Region pointing data
-------
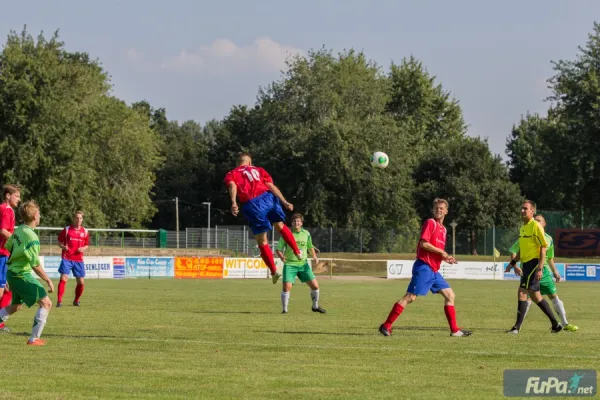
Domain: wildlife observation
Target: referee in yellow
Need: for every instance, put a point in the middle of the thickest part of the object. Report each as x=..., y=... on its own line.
x=532, y=253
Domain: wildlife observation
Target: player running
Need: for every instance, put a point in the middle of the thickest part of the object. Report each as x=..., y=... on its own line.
x=24, y=247
x=261, y=204
x=74, y=241
x=425, y=272
x=547, y=286
x=532, y=252
x=11, y=195
x=293, y=267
-------
Please output the entries above exactly, leaving out every picture.

## [Exercise response]
Domain: wildlife observation
Target: referee in yellow
Need: for every instance, put a point in the middle of the thickest part of the object. Report each as x=..., y=... on its own line.
x=532, y=253
Domain: wildlife observation
Target: player running
Need: for every instance, put a point in the middle of the thickest part of the object. Report each as x=..., y=... on its own line.
x=24, y=247
x=261, y=204
x=74, y=241
x=425, y=272
x=547, y=286
x=532, y=252
x=11, y=195
x=293, y=267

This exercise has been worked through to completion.